◆ **Work to be completed**:
Using the deep learning for NLP passage below, please explain in one to three sentences why representing words with One-Hot Encoding or Bag-of-Words tends to give poor model performance.

## START Document passage

# Chapter 2 Introduction: Deep Learning for NLP

Authors: Viktoria Szabo, Marianna Plesiak, Rui Yang

Supervisor: Christian Heumann

## 2.1 Word Embeddings and Neural Network Language Models

In natural language processing computers try to analyze and understand human language for the purpose of performing useful tasks. Therefore, they extract relevant information from words and sentences. But how exactly are they doing this? After the first wave of rationalist approaches with handwritten rules didn’t work out too well, neural networks were introduced to find those rules by themselves (see Bengio et al. (2003)). But neural networks and other machine learning algorithms cannot handle non-numeric input, so we have to find a way to convert the text we want to analyze into numbers. There are a lot of possibilities to do that. Two simple approaches would be labeling each word with a number (One-Hot Encoding, figure 2.1) or counting the frequency of words in different text fragments (Bag-of-Words, figure 2.1). Both methods result in high-dimensional, sparse (mostly zero) data. And there is another major drawback using such kind of data as input. It does not convey any similarities between words. The word “cat” would be as similar to the word “tiger” as to “car”. That means the model cannot reuse information it already learned about cats for the much rarer word tiger. This will usually lead to poor model performance and is called a lack of generalization power.

The solution to this problem is word embedding. Word embeddings use dense vector representations for words. That means they map each word to a continuous vector with n dimensions. The distance in the vector space denotes semantic (dis)similarity. These word embeddings are usually learned by neural networks, either within the final model in an additional layer or in its own model. Once learned they can be reused across different tasks. Practically all NLP projects these days build upon word embeddings, since they have a lot of advantages compared to the aforementioned representations. The basic idea behind learning word embeddings is the so called “distributional hypothesis” (see Harris (1954)). It states that words that occur in the same contexts tend to have similar meanings. The two best known approaches for calculating word embeddings are Word2vec from Tomas Mikolov, Sutskever, et al. (2013) and GloVE from Pennington et al. (2014). The Word2vec models (Continous Bag-Of-Words (CBOW) and Skip-gram) try to predict a target word given his context or context words given a target word using a simple feed-forward neural network. In contrast to these models GloVe not only uses the local context windows, but also incorporates global word co-occurrence counts. As mentioned, a lot of approaches use neural networks to learn word embeddings. A simple feed-forward network with fully connected layers for learning such embeddings while predicting the next word for a given context is shown in figure 2.2. In this example the word embeddings are first learnt in a projection layer and are then used in two hidden layers to model the probability distribution over all words in the vocabulary. With this distribution one can predict the target word. This simple structure can be good enough for some tasks but it also has a lot of limitations. Therefore, recurrent and convolutional networks are used to overcome the limitations of a simple neural network.

## END Document passage
## START Data excerpt

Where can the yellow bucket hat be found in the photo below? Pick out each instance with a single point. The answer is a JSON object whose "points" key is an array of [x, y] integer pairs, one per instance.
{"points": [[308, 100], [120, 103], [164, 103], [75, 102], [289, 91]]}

## END Data excerpt

◆ **Answer**:
These methods produce high-dimensional, sparse data that does not convey any similarities between words, so "cat" is as similar to "tiger" as it is to "car." As a result, the model cannot reuse what it has learned about cats for the much rarer word "tiger." This is called a lack of generalization power.